What is expected >> Reprint every entry, character for character.

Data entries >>
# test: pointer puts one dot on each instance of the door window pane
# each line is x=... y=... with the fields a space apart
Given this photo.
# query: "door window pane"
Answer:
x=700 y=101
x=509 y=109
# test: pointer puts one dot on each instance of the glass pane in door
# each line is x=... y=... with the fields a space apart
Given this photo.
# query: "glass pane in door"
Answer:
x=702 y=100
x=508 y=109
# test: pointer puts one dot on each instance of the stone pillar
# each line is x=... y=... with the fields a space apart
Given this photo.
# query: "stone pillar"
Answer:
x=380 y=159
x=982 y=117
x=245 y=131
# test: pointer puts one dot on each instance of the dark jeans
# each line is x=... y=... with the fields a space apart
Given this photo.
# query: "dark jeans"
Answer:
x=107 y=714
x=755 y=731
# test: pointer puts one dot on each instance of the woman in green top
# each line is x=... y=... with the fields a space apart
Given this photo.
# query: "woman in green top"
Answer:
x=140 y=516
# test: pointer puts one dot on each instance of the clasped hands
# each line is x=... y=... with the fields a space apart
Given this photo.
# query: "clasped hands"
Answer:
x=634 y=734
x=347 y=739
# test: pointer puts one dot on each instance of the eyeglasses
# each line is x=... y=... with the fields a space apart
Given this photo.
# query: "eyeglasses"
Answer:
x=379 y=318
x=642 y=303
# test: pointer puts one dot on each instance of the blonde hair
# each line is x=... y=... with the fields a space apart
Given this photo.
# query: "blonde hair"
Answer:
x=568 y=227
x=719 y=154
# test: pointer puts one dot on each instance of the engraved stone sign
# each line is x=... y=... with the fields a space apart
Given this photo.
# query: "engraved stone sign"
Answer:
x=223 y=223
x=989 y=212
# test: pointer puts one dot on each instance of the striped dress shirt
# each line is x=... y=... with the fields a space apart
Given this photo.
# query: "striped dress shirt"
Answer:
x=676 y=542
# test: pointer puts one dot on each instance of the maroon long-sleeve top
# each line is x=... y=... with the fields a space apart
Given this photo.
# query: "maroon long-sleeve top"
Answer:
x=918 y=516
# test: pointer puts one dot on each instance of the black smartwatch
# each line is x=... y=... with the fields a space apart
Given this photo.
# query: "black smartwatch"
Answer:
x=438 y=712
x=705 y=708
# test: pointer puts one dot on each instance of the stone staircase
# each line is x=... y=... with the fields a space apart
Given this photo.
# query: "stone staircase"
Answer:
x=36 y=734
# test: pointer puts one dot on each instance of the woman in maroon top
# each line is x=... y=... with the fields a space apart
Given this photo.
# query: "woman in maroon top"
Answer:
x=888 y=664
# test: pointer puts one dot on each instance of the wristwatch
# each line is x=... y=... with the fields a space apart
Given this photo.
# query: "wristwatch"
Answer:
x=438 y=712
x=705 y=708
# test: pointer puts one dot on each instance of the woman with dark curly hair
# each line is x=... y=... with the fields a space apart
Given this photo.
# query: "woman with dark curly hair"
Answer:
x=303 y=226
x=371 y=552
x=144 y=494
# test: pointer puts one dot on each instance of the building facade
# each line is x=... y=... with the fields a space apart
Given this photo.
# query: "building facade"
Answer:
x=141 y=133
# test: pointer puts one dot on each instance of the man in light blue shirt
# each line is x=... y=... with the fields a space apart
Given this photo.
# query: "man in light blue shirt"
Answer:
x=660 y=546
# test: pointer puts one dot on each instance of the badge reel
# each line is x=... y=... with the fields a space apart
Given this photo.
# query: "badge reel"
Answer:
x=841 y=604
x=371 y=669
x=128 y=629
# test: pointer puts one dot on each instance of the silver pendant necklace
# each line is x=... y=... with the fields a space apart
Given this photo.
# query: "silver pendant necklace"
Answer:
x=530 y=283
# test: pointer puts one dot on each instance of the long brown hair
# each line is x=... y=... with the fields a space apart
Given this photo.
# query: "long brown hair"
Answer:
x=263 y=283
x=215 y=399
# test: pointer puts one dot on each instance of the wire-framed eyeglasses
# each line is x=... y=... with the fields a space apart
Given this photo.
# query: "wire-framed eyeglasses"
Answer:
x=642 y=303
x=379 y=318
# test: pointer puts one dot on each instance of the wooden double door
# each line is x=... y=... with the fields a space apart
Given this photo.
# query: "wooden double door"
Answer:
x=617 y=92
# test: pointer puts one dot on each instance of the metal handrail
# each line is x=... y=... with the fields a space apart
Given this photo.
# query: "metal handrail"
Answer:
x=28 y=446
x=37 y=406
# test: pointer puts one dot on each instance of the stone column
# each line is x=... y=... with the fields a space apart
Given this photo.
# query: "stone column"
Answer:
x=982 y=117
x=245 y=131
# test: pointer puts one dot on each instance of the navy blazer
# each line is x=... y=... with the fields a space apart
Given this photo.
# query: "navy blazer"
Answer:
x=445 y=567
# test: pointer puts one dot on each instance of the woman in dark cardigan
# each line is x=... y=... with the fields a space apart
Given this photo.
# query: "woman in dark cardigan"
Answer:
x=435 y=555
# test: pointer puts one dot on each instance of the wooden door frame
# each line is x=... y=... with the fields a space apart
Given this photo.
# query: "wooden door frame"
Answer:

Answer box >>
# test: pointer puts one dot on each instance of the door window pane
# each line is x=... y=... with the fields a space apart
Given this photo.
# query: "door window pane"
Answer:
x=700 y=101
x=509 y=109
# test: pointer puts one dot on each instance of the glass pane in door
# each line is x=... y=... with the fields a space apart
Given this photo.
# query: "glass pane in door"
Answer:
x=702 y=100
x=508 y=109
# test: pointer puts one dot on each instance of the stone pillar
# each line is x=... y=... with the fields a space apart
Given this photo.
# query: "stone pillar"
Answer:
x=380 y=159
x=982 y=117
x=245 y=131
# test: pointer puts one dot on each instance of the dark jeans
# each line is x=... y=... with the fields a space apart
Given this photo.
# query: "dark jeans"
Answer:
x=107 y=714
x=755 y=731
# test: pointer puts one dot on each instance of the woman in green top
# each line is x=... y=... with the fields a space apart
Given this photo.
# query: "woman in green top"
Answer:
x=140 y=516
# test: pointer puts one dot on each instance of the clasped hands
# each line is x=... y=... with the fields a space apart
Given this photo.
# query: "clasped hands"
Answer:
x=634 y=734
x=347 y=739
# test: pointer puts one dot on each instance of the eyeglasses
# each line is x=... y=... with the fields a space apart
Given this photo.
# query: "eyeglasses"
Answer:
x=379 y=318
x=642 y=303
# test: pointer puts one dot on each instance of the blonde hair
# each line is x=... y=... with the fields a space apart
Given this photo.
# query: "blonde hair"
Answer:
x=568 y=227
x=719 y=154
# test: pointer puts one dot on each instance of the engraved stone sign
# each line is x=... y=... with the fields a space apart
Given this photo.
# query: "engraved stone sign"
Answer:
x=223 y=223
x=989 y=212
# test: pointer puts one dot on each instance of the striped dress shirt
# each line is x=... y=... with the fields a space apart
Given this photo.
# query: "striped dress shirt"
Answer:
x=676 y=542
# test: pointer puts one dot on each instance of the maroon long-sleeve top
# each line is x=... y=... with the fields a space apart
Given this photo.
# query: "maroon long-sleeve top"
Answer:
x=918 y=516
# test: pointer puts one dot on each instance of the black smartwatch
# each line is x=... y=... with the fields a space apart
Given this photo.
# query: "black smartwatch"
Answer:
x=438 y=712
x=705 y=708
# test: pointer puts one dot on each instance of the stone staircase
# each line is x=... y=... with the fields a space apart
Given this photo.
# query: "stone staircase"
Answer:
x=36 y=734
# test: pointer puts one dot on each instance of the woman in maroon top
# each line is x=... y=... with the fields a space apart
Given this photo.
# query: "woman in maroon top"
Answer:
x=888 y=664
# test: pointer puts one dot on each instance of the wristwatch
# each line is x=... y=... with the fields a space apart
Given this photo.
# query: "wristwatch"
Answer:
x=438 y=712
x=705 y=708
# test: pointer puts one dot on each instance of the woman with dark curly hair
# each line is x=... y=... with the fields a space apart
Given this photo.
# query: "woman with dark curly hair"
Answer:
x=303 y=226
x=371 y=552
x=144 y=494
# test: pointer puts one dot on each instance of the building facade
# each line is x=... y=... with the fields a space apart
Given this photo.
# query: "building facade"
Answer:
x=141 y=133
# test: pointer puts one dot on each instance of the man in light blue shirt
# each line is x=... y=... with the fields a space apart
Given this photo.
# query: "man in light blue shirt"
Answer:
x=660 y=546
# test: pointer puts one dot on each instance of the badge reel
# each line is x=... y=... with the fields a space apart
Given this photo.
# query: "badge reel"
Answer:
x=841 y=604
x=371 y=669
x=128 y=629
# test: pointer puts one dot on each instance of the silver pendant necklace
# each line is x=... y=... with the fields a space apart
Given this photo.
# query: "silver pendant necklace"
Answer:
x=530 y=283
# test: pointer puts one dot on each instance of the long brown hair
# each line is x=... y=... with the fields a space apart
Given this photo.
# query: "long brown hair"
Answer:
x=263 y=283
x=215 y=399
# test: pointer puts one dot on each instance of the wire-framed eyeglasses
# each line is x=... y=... with the fields a space apart
Given this photo.
# query: "wire-framed eyeglasses"
Answer:
x=642 y=303
x=379 y=318
# test: pointer puts one dot on each instance of the wooden double door
# each line is x=... y=... with the fields a space apart
Given this photo.
# query: "wooden double door"
Answer:
x=617 y=92
# test: pointer puts one dot on each instance of the metal handrail
# each line is x=... y=... with the fields a space apart
Given this photo.
# query: "metal handrail"
Answer:
x=28 y=446
x=37 y=406
# test: pointer puts one dot on each instance of the stone column
# each line is x=... y=... with the fields a space apart
Given this photo.
# query: "stone column"
Answer:
x=982 y=117
x=245 y=131
# test: pointer puts one dot on each instance of the navy blazer
# each line is x=... y=... with the fields a space apart
Given this photo.
# query: "navy blazer"
Answer:
x=445 y=567
# test: pointer puts one dot on each instance of the woman in dark cardigan
# each line is x=... y=... with the fields a space apart
Given this photo.
# query: "woman in dark cardigan"
Answer:
x=435 y=555
# test: pointer puts one dot on each instance of the wooden door frame
# each line is x=... y=... with the fields a space apart
Given this photo.
# query: "wooden door frame"
Answer:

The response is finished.